Problem description:
Output exactly the lines from the line with "# point: white castle building" through the end of the records below. Include nothing else.

── Task inputs ──

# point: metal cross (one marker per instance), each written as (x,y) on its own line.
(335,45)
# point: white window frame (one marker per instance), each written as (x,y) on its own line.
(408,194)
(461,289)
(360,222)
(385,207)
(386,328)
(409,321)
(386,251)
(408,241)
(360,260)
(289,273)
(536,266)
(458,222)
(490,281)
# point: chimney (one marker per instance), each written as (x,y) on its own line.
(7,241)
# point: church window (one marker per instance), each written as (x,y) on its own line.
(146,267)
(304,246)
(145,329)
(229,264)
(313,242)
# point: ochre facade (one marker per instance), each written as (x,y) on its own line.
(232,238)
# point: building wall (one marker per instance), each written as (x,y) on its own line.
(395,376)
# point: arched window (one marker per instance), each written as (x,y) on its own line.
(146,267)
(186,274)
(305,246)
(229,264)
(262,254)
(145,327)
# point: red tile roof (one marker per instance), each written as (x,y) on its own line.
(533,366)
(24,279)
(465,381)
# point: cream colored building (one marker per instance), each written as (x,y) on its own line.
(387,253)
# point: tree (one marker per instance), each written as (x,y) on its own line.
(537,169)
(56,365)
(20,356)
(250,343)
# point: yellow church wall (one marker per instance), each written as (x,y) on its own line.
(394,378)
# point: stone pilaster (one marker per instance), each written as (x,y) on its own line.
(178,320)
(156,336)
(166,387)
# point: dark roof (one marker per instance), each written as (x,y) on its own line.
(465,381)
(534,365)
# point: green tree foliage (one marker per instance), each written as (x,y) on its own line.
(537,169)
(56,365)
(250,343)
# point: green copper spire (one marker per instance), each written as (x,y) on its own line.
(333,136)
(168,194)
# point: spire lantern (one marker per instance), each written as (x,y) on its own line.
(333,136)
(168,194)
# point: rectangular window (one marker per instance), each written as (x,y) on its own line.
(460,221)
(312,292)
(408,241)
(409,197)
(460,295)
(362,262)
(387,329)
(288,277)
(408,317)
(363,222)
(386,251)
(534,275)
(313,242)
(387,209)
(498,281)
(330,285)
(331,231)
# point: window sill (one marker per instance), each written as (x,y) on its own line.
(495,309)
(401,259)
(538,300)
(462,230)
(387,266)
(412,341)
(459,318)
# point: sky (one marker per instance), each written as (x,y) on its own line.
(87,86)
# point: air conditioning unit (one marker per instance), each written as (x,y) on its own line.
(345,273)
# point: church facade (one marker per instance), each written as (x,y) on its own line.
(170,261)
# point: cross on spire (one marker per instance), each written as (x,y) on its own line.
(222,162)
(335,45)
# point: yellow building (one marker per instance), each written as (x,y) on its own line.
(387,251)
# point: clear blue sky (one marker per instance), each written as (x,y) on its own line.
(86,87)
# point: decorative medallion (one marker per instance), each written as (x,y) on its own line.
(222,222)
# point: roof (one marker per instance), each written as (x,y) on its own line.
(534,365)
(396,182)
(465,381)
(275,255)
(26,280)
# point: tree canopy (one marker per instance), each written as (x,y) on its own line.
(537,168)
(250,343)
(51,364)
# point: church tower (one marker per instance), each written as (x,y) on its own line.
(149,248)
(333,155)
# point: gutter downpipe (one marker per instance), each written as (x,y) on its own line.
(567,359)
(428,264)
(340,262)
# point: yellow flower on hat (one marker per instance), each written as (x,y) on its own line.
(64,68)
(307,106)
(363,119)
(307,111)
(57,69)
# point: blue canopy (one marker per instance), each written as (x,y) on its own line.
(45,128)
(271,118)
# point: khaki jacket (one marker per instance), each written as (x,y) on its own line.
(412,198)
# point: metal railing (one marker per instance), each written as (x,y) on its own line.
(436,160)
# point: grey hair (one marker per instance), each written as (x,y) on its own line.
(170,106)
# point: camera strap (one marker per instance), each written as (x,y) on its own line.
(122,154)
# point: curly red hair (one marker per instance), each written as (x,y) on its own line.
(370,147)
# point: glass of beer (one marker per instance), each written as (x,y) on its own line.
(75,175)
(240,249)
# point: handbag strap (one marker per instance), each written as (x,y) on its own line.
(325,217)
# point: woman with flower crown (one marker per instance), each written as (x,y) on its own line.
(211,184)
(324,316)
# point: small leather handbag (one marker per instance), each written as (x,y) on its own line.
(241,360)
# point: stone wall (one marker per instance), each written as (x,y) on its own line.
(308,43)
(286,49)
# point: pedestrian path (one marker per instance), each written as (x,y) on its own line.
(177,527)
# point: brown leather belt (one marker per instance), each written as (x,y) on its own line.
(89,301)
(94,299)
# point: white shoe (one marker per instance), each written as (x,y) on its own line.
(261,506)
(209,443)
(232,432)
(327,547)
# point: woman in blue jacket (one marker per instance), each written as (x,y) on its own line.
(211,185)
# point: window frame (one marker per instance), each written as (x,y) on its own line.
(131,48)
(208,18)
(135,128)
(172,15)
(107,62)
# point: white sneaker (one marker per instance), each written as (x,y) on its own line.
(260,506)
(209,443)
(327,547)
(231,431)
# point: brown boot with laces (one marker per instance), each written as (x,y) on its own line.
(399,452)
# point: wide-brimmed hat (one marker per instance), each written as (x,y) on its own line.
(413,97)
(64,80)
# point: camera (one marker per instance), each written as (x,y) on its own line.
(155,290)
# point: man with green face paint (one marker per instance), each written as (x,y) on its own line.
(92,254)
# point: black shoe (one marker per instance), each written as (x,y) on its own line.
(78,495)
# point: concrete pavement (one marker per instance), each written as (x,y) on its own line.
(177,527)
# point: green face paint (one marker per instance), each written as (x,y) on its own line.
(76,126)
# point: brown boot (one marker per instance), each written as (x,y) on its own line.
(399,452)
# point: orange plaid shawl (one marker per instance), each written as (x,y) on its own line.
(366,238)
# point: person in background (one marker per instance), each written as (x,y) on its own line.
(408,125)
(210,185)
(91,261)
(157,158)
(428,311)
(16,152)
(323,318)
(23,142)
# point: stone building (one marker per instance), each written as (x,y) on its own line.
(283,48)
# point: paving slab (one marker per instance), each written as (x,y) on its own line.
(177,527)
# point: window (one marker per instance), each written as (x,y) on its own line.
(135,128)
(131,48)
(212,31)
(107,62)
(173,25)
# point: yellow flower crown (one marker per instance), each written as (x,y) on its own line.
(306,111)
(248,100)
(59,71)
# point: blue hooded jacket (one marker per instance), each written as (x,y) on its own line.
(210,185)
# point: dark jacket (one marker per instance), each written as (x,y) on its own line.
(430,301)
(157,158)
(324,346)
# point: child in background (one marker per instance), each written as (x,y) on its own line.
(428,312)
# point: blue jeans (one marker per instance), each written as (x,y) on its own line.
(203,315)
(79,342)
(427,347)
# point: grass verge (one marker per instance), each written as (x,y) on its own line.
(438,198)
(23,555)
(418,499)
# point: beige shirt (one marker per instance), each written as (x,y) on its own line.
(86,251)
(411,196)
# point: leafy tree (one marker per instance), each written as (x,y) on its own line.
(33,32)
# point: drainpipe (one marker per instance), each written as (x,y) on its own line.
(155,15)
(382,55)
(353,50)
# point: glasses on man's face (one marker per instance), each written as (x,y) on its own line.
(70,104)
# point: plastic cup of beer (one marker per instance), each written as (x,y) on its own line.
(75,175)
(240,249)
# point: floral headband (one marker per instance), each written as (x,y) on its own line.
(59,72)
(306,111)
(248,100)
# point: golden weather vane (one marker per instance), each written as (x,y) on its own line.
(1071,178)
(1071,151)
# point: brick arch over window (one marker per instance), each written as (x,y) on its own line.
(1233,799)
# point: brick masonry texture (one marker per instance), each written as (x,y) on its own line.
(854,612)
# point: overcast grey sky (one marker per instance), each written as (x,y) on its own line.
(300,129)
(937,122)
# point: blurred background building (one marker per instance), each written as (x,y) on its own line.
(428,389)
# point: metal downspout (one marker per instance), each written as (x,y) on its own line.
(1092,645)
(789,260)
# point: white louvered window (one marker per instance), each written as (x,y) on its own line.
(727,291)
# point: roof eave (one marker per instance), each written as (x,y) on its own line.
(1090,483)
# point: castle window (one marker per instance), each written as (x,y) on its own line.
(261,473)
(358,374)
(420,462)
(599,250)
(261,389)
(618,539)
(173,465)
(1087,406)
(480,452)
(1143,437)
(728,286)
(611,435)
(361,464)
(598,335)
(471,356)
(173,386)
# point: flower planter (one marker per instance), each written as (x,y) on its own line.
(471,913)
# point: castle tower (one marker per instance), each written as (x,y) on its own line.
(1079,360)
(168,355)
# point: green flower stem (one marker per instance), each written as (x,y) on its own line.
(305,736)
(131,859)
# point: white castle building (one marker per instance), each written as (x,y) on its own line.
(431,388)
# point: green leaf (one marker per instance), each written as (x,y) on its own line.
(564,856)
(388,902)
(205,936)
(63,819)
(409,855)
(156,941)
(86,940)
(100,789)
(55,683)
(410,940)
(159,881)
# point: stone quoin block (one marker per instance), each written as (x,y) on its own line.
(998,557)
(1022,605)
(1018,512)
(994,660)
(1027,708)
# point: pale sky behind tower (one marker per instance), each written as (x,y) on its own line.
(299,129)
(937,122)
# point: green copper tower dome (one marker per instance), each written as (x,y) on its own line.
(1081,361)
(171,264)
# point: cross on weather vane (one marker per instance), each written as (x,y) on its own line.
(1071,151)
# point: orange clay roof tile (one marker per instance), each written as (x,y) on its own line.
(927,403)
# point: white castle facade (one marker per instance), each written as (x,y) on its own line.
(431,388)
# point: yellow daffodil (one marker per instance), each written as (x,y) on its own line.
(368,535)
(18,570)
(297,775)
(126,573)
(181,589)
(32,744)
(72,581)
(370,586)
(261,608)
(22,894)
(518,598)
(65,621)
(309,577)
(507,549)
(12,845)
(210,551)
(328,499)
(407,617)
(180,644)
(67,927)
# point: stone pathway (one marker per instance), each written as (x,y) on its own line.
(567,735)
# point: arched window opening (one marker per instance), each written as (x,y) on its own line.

───

Completed task:
# point: white castle building (one marker per instance), each written as (x,y) on its own line.
(431,388)
# point: green leaf (one marker per instance), each written as (x,y) on its own line.
(564,856)
(388,902)
(205,936)
(63,819)
(409,855)
(156,941)
(86,940)
(100,789)
(55,683)
(410,940)
(159,881)
# point: stone quoin block (one marker per instance), each written as (x,y) on its own line.
(998,557)
(1022,605)
(1018,512)
(994,660)
(1027,708)
# point: pale sky behind tower (one marker per instance), each written as (x,y) on its own line.
(299,129)
(937,122)
# point: green copper tower dome (one marker per instance), each written as (x,y) on its own line.
(1081,361)
(171,264)
# point: cross on weather vane (one marker per instance), each written as (x,y) on its own line.
(1071,151)
# point: orange clay roof tile (one marker per instance), each written as (x,y) on its own line.
(927,403)
# point: white castle facade (one marker per instance), each written as (x,y) on its own line.
(431,388)
# point: yellow daffodil (one marker per instance), each written as (x,y) on its own line.
(368,535)
(18,570)
(297,775)
(126,573)
(181,589)
(32,744)
(72,581)
(370,586)
(261,608)
(22,894)
(518,598)
(65,621)
(309,577)
(507,549)
(12,845)
(210,551)
(328,499)
(407,617)
(180,644)
(67,927)
# point: stone pathway (one marker per instance), each written as (x,y) on its own line.
(567,735)
# point: arched window opening (one marker per instance), each written as (x,y) on its own line.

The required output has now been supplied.